__Task to complete__:
Copy out each of the items below word for word, without changing anything.

__Task inputs__:
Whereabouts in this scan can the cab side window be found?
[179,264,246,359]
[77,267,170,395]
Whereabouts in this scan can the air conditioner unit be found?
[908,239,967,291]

__Response to the task__:
Whereabouts in this scan can the cab side window be found?
[179,264,246,359]
[77,267,170,395]
Whereabouts in this scan can the air conditioner unit be found?
[908,239,967,291]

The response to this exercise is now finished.